PROBLEM DETAILS
Repeat all of the records verbatim.
===== DATASET EXTRACT
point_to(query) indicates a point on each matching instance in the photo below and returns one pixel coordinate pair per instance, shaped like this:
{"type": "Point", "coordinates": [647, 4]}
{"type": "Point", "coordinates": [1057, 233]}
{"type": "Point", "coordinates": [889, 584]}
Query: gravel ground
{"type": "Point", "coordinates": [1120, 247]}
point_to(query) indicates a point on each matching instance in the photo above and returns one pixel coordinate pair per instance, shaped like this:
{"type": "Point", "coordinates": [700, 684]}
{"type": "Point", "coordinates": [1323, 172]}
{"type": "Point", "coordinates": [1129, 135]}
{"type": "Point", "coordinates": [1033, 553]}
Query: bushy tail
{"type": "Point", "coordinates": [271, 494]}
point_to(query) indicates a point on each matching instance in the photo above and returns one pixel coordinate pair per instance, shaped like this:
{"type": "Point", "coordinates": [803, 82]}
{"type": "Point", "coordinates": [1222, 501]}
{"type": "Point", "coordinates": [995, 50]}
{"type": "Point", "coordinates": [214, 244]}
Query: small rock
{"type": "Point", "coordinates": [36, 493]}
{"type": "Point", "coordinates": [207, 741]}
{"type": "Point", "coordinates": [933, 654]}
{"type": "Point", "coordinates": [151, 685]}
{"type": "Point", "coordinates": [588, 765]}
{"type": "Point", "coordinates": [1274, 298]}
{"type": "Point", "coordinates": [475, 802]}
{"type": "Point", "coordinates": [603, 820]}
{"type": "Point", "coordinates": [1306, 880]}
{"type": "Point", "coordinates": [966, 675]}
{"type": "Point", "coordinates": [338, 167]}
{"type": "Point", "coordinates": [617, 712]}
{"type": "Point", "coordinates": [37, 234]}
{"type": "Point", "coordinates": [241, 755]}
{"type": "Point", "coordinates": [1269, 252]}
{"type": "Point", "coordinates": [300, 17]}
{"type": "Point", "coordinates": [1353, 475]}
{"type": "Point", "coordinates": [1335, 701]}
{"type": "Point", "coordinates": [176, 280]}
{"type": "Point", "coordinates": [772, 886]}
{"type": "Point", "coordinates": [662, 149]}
==========
SOLUTION TO THE EXERCISE
point_to(query) indicates a point on each matching instance in the photo below and returns one pixel coordinate pair per instance, shaped like this:
{"type": "Point", "coordinates": [647, 4]}
{"type": "Point", "coordinates": [1057, 233]}
{"type": "Point", "coordinates": [889, 584]}
Query: gravel ground
{"type": "Point", "coordinates": [1120, 247]}
point_to(query) indicates a point on each matching instance in the photo above and returns one pixel coordinate pair per instance, shaped like this:
{"type": "Point", "coordinates": [700, 684]}
{"type": "Point", "coordinates": [1323, 172]}
{"type": "Point", "coordinates": [1129, 135]}
{"type": "Point", "coordinates": [1033, 553]}
Query: bushy tail
{"type": "Point", "coordinates": [271, 494]}
point_to(query) indicates a point on each matching instance in the photo above and returns one pixel coordinate pair per instance, shaped like this:
{"type": "Point", "coordinates": [803, 82]}
{"type": "Point", "coordinates": [1222, 501]}
{"type": "Point", "coordinates": [995, 50]}
{"type": "Point", "coordinates": [214, 244]}
Query: small rock
{"type": "Point", "coordinates": [36, 493]}
{"type": "Point", "coordinates": [207, 741]}
{"type": "Point", "coordinates": [933, 654]}
{"type": "Point", "coordinates": [151, 685]}
{"type": "Point", "coordinates": [588, 765]}
{"type": "Point", "coordinates": [1274, 298]}
{"type": "Point", "coordinates": [475, 802]}
{"type": "Point", "coordinates": [603, 820]}
{"type": "Point", "coordinates": [1306, 880]}
{"type": "Point", "coordinates": [966, 675]}
{"type": "Point", "coordinates": [338, 167]}
{"type": "Point", "coordinates": [617, 712]}
{"type": "Point", "coordinates": [37, 234]}
{"type": "Point", "coordinates": [241, 755]}
{"type": "Point", "coordinates": [1269, 252]}
{"type": "Point", "coordinates": [300, 17]}
{"type": "Point", "coordinates": [1353, 475]}
{"type": "Point", "coordinates": [1335, 701]}
{"type": "Point", "coordinates": [176, 280]}
{"type": "Point", "coordinates": [772, 886]}
{"type": "Point", "coordinates": [662, 149]}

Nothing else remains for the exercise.